== BRIEF A ==
Count the entry lines that contain the string "ceiling", matching case exactly. Reply with the number only.

# 1971 240Z questions



## Guest (May 17, 2003)

My neighbor has a 71 240Z with a 280Z engine...I think. Anyway, its an I-6 intercooled turbo. He says it puts down about 300hp. The car is set up for racing, but hasn't run in 2 years. He's going to replace the wiring harness, then sell it. He wants 10 grand. Is it worth it? The car is in pretty nice shape, has a roll bar and everything. Not much of an interior.


----------



## David B (May 15, 2003)

I'm not an expert, but I have never seen one for that kind of price.

There is a 78 FS in the classifieds for $3,300. (it's my car I sure wish his was worth that much then maybe I could get back what I have invested in mine.


----------



## Guest (May 18, 2003)

Okay, thanks. I think the guy wants too much for his stuff. He has a 97 vette and he wants 25 for it, but the seats are worn through and it isn't a low mileage car.

I can't afford it anyway, but it is a nice car. Did they come with fiberglass hoods? It has a pin-on viper style fiberglass hood with the louvers.


----------



## David B (May 15, 2003)

No glass hood, but if he has used it as a racer there are no telling what kinds of mods he's done. I like mods, purists don't


----------



## Guest (May 18, 2003)

I'd race it anyway. If I bought it I'd keep my Mustang on the street.


----------



## 240ZT (May 9, 2003)

10 grand is pretty high. Hard to say what is worth without knowing the details on the mods. 4 - 7 grand would be a be better figure. He can't expect to get all his money back on what he spent on the car.


----------



## Winterz (Jun 3, 2003)

This guy's drunk, unless he's got 20k worth of mods. 

Only pay what you're willing to spend for a racing car. Collector value on a highly modded Z is nada. 

Now if it was a cherry 71 with 45k miles, zero mods, and 4 speed....then you'd probably be close to 10k.

Keyword: cherry.

-W


----------

== BRIEF B ==
Answer these questions about the 240Z forum thread:
(i) How much does the neighbor want for the 240Z?
(ii) What price range does 240ZT call a better figure?
(iii) What is the listed price of the 78 FS in the classifieds?

== SUPPLIED MATERIAL ==
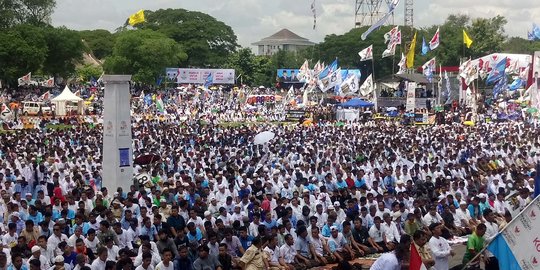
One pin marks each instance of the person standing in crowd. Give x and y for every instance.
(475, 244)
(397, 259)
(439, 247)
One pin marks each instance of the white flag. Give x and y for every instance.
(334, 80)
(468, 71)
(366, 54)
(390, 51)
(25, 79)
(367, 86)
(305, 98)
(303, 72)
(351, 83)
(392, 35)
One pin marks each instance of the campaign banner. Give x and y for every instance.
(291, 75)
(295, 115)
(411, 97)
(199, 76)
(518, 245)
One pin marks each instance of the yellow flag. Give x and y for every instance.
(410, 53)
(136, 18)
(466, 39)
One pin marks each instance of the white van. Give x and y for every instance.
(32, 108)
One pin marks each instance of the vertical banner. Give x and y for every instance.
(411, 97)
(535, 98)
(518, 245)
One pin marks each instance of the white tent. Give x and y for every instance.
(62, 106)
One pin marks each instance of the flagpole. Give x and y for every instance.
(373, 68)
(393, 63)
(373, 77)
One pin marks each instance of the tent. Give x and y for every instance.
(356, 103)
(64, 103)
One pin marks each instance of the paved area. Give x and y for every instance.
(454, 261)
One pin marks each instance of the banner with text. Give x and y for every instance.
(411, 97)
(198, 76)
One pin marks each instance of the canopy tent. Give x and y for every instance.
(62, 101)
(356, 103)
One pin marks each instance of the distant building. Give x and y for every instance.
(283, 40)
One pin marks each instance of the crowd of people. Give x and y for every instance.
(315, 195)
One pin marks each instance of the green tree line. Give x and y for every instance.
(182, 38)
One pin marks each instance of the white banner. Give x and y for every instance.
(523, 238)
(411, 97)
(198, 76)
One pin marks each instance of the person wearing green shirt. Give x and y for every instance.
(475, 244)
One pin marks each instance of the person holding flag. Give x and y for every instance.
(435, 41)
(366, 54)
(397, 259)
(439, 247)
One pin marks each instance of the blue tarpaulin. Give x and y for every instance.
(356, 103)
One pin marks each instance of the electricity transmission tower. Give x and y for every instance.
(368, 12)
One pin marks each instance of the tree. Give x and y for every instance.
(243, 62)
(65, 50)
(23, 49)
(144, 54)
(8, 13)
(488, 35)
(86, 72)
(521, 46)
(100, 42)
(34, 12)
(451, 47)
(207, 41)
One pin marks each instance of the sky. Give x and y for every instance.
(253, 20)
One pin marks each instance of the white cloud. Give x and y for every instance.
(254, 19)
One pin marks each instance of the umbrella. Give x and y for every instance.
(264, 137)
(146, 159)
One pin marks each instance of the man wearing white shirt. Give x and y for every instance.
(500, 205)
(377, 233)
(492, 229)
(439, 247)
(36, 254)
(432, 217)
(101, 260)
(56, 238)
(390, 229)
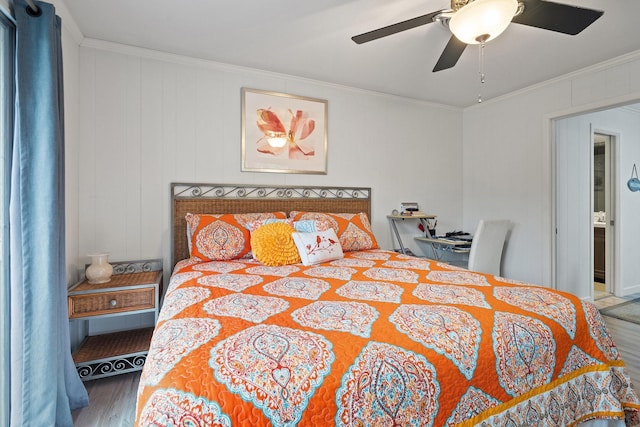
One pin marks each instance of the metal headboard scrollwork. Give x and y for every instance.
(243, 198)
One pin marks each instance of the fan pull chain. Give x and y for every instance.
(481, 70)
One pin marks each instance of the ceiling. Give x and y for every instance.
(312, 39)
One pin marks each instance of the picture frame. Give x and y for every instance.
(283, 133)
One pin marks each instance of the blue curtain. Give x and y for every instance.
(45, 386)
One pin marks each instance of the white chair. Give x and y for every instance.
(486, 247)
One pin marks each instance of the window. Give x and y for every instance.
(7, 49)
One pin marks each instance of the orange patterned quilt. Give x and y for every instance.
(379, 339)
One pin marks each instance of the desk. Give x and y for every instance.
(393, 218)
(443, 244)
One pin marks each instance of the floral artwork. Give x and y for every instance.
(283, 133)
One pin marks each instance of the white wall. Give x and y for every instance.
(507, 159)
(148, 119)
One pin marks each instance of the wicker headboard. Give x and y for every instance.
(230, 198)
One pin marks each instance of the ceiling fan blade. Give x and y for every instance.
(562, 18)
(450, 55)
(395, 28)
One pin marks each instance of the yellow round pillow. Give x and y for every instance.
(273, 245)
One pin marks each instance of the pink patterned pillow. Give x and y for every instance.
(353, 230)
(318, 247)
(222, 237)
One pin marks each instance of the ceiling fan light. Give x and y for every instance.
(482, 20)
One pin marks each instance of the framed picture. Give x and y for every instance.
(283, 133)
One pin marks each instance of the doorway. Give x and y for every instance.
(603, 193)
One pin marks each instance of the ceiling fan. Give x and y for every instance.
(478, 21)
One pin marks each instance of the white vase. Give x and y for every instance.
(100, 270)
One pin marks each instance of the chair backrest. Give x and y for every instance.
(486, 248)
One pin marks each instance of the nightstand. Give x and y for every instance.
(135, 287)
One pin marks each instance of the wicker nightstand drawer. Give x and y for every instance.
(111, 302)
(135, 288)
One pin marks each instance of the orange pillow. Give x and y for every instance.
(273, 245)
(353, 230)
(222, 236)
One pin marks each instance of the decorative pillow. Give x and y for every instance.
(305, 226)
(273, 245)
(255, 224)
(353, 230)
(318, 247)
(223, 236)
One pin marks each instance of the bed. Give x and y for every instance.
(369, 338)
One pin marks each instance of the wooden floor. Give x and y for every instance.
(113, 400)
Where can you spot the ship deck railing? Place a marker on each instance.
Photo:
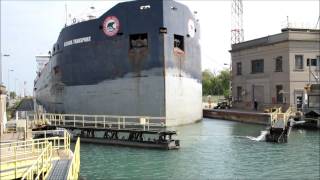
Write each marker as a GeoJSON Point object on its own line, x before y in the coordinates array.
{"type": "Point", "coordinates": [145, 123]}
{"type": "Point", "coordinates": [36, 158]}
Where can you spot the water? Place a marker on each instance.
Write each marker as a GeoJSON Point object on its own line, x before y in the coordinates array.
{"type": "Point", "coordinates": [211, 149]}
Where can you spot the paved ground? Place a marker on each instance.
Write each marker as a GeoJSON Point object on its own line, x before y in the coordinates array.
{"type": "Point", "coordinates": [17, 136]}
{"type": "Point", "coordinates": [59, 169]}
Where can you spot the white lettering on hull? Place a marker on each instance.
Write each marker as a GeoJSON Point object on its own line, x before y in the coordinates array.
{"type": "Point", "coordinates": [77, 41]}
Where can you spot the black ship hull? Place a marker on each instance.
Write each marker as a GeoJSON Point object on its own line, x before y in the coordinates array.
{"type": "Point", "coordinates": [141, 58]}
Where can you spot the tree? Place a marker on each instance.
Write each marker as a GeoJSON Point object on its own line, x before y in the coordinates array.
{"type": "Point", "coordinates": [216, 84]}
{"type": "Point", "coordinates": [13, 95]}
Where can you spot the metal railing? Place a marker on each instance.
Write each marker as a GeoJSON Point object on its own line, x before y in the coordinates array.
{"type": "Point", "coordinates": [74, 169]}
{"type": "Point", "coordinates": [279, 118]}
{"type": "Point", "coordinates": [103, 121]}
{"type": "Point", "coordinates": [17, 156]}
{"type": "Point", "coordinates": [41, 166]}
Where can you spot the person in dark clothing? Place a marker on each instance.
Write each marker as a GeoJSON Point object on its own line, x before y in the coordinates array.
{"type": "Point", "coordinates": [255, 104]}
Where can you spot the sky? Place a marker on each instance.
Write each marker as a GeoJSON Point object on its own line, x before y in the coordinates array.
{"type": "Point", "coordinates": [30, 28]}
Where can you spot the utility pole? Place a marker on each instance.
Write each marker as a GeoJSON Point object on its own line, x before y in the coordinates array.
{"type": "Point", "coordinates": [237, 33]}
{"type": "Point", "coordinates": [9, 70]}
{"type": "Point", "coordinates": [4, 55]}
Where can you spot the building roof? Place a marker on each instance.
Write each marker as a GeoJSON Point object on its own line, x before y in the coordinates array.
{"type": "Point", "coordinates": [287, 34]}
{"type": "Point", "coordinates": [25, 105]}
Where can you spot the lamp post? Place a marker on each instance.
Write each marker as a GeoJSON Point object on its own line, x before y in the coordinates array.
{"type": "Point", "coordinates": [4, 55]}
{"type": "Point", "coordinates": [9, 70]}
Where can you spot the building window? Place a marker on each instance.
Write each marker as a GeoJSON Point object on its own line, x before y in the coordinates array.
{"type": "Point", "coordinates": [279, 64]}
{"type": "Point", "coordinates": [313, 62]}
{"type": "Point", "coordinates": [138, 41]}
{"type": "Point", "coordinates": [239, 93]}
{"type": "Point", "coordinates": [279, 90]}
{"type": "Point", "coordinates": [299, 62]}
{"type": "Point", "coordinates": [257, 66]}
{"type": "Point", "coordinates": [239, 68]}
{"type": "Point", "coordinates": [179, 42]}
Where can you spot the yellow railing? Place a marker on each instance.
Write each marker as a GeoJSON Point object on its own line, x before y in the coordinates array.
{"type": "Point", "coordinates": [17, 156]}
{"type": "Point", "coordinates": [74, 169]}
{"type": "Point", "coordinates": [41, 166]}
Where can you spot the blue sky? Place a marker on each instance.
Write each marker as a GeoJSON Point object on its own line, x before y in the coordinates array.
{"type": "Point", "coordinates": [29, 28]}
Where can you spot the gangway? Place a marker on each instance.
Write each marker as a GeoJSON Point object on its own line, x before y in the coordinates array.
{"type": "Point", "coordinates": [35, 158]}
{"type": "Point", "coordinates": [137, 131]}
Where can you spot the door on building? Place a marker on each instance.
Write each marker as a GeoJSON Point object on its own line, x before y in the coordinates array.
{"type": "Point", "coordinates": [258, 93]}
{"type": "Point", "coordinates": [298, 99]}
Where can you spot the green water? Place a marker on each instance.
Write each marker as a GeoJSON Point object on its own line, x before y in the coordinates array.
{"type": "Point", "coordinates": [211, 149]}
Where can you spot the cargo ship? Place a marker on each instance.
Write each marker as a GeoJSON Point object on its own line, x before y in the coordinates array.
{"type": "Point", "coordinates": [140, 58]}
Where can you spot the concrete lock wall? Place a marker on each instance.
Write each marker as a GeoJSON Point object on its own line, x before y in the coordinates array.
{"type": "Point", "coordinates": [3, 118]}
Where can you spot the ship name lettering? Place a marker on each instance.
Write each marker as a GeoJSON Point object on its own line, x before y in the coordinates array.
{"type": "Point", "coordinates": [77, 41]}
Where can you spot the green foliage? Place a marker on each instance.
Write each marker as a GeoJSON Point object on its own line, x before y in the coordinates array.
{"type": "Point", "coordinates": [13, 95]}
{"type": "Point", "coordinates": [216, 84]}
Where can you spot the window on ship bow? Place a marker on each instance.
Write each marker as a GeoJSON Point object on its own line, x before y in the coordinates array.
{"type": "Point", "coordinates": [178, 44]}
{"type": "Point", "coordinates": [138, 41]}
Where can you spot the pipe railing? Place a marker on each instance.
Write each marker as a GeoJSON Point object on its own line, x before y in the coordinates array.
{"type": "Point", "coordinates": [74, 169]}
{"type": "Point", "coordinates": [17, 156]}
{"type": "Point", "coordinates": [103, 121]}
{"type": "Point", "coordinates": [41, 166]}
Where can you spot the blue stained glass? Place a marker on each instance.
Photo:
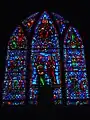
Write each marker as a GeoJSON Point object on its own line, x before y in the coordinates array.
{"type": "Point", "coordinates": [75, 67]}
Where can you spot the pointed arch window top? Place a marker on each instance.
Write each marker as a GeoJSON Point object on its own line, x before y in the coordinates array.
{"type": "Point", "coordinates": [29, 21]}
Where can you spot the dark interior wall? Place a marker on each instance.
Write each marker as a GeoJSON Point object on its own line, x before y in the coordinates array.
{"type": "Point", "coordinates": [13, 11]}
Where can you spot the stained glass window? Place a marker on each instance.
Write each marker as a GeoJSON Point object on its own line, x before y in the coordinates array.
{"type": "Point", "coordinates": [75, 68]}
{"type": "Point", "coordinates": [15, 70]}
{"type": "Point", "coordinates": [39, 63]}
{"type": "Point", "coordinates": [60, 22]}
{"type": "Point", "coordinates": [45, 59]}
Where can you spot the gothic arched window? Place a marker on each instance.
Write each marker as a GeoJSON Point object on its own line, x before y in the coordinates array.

== WRITTEN RESPONSE A ==
4

== WRITTEN RESPONSE B ==
(i) 10 grand
(ii) 4 to 7 grand
(iii) $3,300